### [EXERCISE REQUIREMENTS]
Rewrite the lines below, changing "metal spoon" to "steel spoon" and keeping everything else the same.

### [GIVEN ENTRIES]
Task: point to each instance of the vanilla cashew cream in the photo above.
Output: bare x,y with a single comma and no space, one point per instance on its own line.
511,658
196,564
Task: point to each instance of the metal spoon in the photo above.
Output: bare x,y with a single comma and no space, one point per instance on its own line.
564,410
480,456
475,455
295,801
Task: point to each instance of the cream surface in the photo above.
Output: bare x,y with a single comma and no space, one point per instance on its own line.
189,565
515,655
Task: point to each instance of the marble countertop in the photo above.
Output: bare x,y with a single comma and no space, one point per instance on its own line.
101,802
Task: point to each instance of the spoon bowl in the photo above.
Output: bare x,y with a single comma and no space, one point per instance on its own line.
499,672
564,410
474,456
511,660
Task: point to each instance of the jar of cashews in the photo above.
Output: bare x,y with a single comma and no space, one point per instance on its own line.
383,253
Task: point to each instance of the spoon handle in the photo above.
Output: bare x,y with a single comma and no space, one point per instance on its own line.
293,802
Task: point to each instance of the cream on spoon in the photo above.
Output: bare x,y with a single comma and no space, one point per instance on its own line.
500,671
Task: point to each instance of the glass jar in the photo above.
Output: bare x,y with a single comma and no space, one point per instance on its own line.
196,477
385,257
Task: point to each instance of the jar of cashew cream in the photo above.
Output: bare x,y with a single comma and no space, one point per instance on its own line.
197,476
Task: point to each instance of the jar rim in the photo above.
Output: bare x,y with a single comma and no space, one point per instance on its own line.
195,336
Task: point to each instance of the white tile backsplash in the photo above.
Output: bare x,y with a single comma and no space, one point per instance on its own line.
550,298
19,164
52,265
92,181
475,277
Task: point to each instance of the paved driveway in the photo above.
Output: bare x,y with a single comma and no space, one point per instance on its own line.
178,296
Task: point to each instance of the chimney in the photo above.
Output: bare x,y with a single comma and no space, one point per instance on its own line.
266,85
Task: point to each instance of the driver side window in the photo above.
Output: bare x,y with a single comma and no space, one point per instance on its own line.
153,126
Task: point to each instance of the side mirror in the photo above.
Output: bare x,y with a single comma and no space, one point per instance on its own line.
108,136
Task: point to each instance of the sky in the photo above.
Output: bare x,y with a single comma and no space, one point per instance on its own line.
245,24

### [WRITTEN ANSWER]
Task: point to each instance of the vanilla cashew cream in the photo above.
Output: bare x,y with a single comma and no space, one point per instance on its own line.
511,658
196,564
Task: point to each instance of the steel spoon in the photo above.
Output: bare x,y with a single comma and no space, one point per instance on its own line.
564,410
480,456
475,455
295,801
Task: point to each instance of the cream surface in the photo above.
Output: bare x,y with a single comma and no space, one point per instance on its own line.
189,565
515,655
Task: point to each instance of the marble countertop in the photo above.
Output: bare x,y with a single comma and no space, one point per instance on its own line.
101,802
Task: point to each instance of the spoon bowl in the photo above.
Output: bare x,y with a single comma and no space, one point per instance on its own line.
499,672
564,410
474,456
511,660
Task: point to each instance of the jar of cashews in the photo above.
Output: bare x,y with a single comma and no space, one point per instance on its own line.
383,253
Task: point to each instance of the spoon handle in the photo above.
Output: bare x,y with a single comma and no space, one point per instance on its own line.
293,802
Task: point to each instance of the cream on spoon in the photo above.
Output: bare x,y with a single comma and no space, one point per instance on its own line.
500,671
Task: point to each instance of the glass jar in the photo above.
Output: bare x,y with a single comma and no space, one point per instance on its own line.
196,477
385,257
Task: point to each instance of the jar of cashew cream in the photo above.
Output: bare x,y with a single comma and no space, one point per instance on its own line.
197,476
Task: point to each instance of the jar rim in the photo above.
Output: bare x,y with a single comma and no space, one point per instance on its own line.
195,336
Task: point to each instance of the white tile backsplash in the photo above.
Output: bare x,y with a single comma and no space, one point per instance on its own line.
550,298
19,164
52,265
92,181
475,277
Task: point to each instance of the paved driveway in the photo above.
Output: bare x,y with a single comma and no space, one point per instance on its own line.
178,296
Task: point to each instance of the chimney in the photo above.
Output: bare x,y with a single comma and no space, one point per instance on its own line.
266,85
Task: point to each instance of the driver side window in the photo above.
Output: bare x,y with a single comma and no space, one point per instance on its own line.
153,126
Task: point to each instance of the side mirror in the photo above.
Output: bare x,y with a single comma and no space, one point per instance on its own line.
108,136
Task: point to each instance of the sky in the photo above.
Output: bare x,y with a single comma and no space, one point per instance on its own line.
245,24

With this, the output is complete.